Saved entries
━━━━━━━━

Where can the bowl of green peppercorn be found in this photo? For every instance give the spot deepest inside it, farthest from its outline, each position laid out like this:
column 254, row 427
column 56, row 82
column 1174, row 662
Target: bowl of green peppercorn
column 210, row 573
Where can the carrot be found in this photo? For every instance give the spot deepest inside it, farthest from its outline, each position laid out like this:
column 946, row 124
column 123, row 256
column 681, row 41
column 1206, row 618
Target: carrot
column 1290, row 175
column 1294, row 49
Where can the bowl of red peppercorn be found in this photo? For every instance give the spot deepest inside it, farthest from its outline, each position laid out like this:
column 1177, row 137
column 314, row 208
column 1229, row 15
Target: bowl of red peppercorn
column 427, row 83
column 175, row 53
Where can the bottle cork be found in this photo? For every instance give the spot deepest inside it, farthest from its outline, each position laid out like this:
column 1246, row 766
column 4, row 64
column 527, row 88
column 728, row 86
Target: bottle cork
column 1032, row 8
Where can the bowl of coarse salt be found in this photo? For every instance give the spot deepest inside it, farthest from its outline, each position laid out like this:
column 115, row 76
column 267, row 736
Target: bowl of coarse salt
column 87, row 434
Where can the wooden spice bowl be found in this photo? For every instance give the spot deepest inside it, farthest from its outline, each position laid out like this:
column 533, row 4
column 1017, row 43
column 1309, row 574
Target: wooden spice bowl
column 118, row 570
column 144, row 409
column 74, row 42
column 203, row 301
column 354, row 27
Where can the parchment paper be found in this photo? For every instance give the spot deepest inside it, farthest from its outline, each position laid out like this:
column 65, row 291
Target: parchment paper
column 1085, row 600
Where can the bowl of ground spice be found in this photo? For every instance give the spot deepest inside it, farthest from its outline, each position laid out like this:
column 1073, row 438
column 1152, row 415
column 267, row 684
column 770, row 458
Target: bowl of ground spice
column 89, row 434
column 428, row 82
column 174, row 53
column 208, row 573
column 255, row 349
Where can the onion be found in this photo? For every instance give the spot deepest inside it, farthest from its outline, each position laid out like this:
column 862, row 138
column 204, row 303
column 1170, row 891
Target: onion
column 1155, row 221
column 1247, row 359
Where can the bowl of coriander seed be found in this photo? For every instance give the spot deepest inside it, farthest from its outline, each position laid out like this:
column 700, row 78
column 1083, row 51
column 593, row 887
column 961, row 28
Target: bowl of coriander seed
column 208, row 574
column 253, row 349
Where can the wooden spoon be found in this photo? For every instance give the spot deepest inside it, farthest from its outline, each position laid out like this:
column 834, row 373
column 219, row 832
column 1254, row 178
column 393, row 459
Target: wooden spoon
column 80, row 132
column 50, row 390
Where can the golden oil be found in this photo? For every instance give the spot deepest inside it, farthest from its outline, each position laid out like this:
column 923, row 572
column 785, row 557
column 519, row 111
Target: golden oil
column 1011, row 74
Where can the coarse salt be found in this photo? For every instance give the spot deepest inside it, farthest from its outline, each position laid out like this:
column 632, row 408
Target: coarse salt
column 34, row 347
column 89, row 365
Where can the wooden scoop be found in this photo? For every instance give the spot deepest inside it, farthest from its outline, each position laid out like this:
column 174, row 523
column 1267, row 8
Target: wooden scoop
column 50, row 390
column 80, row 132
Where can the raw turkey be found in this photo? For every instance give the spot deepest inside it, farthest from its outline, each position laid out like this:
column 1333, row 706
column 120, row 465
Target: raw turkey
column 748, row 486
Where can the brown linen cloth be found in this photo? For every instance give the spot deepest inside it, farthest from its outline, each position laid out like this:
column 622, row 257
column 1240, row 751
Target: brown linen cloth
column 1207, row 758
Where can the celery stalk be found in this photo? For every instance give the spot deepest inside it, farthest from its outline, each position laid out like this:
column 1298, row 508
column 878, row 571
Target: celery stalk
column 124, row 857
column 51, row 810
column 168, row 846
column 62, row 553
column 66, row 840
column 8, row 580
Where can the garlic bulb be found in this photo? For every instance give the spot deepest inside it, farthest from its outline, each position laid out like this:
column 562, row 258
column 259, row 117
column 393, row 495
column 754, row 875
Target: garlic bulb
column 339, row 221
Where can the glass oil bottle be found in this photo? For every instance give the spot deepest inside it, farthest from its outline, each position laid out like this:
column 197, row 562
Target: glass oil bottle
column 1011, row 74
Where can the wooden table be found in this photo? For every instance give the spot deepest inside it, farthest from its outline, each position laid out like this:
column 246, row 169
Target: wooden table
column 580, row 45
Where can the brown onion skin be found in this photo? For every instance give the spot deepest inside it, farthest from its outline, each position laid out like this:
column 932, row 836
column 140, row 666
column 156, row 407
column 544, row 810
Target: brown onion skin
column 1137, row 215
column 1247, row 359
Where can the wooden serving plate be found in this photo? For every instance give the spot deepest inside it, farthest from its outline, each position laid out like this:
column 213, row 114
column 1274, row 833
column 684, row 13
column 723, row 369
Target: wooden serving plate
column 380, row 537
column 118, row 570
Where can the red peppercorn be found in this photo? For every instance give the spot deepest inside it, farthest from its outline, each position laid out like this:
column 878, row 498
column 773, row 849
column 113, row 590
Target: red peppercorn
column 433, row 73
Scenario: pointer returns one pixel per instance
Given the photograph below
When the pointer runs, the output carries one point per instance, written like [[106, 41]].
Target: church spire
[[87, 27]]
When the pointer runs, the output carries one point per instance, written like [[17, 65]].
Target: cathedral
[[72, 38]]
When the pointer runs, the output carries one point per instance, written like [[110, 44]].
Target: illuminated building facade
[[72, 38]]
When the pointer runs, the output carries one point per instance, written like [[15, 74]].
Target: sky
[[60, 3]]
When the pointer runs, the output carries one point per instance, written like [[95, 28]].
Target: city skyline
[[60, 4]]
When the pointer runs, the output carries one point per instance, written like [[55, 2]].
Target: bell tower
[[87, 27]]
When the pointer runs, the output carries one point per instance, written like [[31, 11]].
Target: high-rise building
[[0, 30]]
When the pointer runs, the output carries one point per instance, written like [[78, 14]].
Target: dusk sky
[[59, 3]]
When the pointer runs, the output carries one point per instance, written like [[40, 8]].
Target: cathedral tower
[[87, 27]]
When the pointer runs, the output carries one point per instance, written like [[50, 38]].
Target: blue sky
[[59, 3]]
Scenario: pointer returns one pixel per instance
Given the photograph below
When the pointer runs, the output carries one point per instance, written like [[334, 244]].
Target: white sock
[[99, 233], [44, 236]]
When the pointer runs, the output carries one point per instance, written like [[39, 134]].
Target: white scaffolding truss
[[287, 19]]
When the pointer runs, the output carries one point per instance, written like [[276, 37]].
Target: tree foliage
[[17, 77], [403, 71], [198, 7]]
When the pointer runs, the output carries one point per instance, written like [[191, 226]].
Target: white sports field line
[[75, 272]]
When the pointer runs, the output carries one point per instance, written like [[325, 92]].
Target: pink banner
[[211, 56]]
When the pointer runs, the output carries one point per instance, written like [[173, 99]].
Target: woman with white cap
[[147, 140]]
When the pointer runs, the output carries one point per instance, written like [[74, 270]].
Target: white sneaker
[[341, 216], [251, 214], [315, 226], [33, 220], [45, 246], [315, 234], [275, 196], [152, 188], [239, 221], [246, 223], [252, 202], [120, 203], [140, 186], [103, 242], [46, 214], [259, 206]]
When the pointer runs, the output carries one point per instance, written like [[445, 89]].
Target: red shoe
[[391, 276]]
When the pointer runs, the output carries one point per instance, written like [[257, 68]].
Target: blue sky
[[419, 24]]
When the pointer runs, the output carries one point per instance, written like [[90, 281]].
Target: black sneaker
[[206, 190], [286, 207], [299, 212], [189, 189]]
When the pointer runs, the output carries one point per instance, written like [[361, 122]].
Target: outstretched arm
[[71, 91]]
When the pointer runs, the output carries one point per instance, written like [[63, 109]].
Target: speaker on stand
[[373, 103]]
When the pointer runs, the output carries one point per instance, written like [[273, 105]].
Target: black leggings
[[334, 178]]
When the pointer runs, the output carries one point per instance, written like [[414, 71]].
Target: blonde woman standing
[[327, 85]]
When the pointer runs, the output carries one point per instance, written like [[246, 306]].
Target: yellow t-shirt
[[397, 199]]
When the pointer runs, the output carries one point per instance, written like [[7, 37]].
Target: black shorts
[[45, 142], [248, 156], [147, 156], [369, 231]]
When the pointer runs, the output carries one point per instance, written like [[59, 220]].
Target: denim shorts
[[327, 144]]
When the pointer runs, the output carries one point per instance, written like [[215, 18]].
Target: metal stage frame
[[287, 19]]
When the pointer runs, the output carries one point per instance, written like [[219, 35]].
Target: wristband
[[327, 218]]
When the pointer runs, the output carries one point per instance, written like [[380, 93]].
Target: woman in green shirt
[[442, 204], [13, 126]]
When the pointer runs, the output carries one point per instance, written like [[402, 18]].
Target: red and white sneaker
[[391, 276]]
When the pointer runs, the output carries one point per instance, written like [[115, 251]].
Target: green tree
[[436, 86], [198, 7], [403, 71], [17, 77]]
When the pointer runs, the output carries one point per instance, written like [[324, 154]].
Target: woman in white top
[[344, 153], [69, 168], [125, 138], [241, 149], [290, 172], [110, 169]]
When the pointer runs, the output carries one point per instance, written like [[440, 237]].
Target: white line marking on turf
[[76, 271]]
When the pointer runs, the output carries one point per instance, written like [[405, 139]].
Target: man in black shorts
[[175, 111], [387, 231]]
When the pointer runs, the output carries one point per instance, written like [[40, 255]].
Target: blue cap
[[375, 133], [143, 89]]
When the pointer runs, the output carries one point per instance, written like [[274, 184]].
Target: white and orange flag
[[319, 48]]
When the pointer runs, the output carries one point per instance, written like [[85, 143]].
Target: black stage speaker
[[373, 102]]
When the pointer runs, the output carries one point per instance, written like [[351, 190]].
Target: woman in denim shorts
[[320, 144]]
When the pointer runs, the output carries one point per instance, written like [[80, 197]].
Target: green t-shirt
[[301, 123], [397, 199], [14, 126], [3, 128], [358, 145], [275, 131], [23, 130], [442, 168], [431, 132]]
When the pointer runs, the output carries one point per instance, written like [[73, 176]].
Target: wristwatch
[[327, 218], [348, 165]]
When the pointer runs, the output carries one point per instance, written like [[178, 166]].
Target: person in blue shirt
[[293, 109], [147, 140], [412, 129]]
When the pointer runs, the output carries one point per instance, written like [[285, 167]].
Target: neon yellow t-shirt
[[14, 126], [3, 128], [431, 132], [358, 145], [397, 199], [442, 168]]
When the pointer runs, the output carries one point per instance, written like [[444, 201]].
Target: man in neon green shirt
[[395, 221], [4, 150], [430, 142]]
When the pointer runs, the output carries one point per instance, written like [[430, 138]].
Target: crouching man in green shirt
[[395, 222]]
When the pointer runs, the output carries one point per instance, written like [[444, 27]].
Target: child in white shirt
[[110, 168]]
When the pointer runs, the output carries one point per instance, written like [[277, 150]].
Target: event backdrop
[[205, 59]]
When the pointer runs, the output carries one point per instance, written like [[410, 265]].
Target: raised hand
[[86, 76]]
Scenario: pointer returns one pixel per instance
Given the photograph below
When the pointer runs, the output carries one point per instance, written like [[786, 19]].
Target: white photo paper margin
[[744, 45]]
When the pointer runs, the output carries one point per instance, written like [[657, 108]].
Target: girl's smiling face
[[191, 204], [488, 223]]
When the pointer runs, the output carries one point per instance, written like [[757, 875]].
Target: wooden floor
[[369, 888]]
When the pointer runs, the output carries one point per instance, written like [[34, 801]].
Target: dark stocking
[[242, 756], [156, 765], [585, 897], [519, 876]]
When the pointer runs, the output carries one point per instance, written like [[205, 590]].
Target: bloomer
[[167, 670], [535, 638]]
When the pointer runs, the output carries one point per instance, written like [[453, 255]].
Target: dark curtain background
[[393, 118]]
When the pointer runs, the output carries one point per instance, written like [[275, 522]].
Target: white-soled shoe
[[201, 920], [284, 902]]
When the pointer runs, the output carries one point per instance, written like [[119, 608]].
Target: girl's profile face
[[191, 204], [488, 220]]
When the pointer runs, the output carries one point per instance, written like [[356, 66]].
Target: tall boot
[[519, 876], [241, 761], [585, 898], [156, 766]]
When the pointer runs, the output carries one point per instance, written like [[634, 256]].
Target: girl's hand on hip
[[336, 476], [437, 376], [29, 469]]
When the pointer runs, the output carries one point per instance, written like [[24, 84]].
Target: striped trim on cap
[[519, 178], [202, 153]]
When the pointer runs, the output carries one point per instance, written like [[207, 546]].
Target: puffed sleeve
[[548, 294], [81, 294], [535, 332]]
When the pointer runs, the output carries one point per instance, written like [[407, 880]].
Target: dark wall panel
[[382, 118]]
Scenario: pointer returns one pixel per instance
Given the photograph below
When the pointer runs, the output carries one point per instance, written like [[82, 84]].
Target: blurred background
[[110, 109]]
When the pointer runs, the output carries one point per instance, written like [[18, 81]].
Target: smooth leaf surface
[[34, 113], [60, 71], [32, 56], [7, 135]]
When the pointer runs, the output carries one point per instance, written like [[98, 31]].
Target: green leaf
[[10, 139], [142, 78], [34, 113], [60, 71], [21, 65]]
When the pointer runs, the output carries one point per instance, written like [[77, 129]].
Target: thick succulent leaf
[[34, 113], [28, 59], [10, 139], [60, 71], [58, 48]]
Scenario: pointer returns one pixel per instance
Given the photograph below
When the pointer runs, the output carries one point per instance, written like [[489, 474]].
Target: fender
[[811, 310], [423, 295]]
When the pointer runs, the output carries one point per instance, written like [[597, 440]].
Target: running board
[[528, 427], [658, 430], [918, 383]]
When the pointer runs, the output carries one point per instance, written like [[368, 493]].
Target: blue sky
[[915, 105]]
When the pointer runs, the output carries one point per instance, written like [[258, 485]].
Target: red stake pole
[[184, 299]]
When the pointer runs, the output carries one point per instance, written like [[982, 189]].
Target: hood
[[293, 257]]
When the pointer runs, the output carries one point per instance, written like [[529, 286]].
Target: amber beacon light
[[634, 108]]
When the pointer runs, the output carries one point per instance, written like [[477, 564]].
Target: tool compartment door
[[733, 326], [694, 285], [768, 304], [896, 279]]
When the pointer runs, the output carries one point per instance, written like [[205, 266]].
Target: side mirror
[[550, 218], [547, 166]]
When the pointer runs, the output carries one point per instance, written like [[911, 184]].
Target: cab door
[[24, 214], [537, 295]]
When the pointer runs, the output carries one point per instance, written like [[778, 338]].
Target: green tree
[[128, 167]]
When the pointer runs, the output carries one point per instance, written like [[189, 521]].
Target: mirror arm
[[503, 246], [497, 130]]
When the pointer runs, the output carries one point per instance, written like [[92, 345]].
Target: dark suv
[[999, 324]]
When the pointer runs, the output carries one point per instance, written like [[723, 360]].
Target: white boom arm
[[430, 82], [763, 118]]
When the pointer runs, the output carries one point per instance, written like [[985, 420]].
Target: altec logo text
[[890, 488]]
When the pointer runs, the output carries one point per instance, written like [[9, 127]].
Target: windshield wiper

━━━━━━━━

> _What to do_:
Using the entries shown above, reproduce verbatim the lines from the line bearing "column 267, row 684" to the line bearing "column 862, row 138", inclusive.

> _Response_:
column 267, row 684
column 770, row 458
Target: bowl of ground spice
column 89, row 434
column 428, row 82
column 174, row 53
column 208, row 573
column 255, row 349
Where can the onion be found in this photo? For every instance give the spot deepest inside it, farthest from its outline, each position laid out like this:
column 862, row 138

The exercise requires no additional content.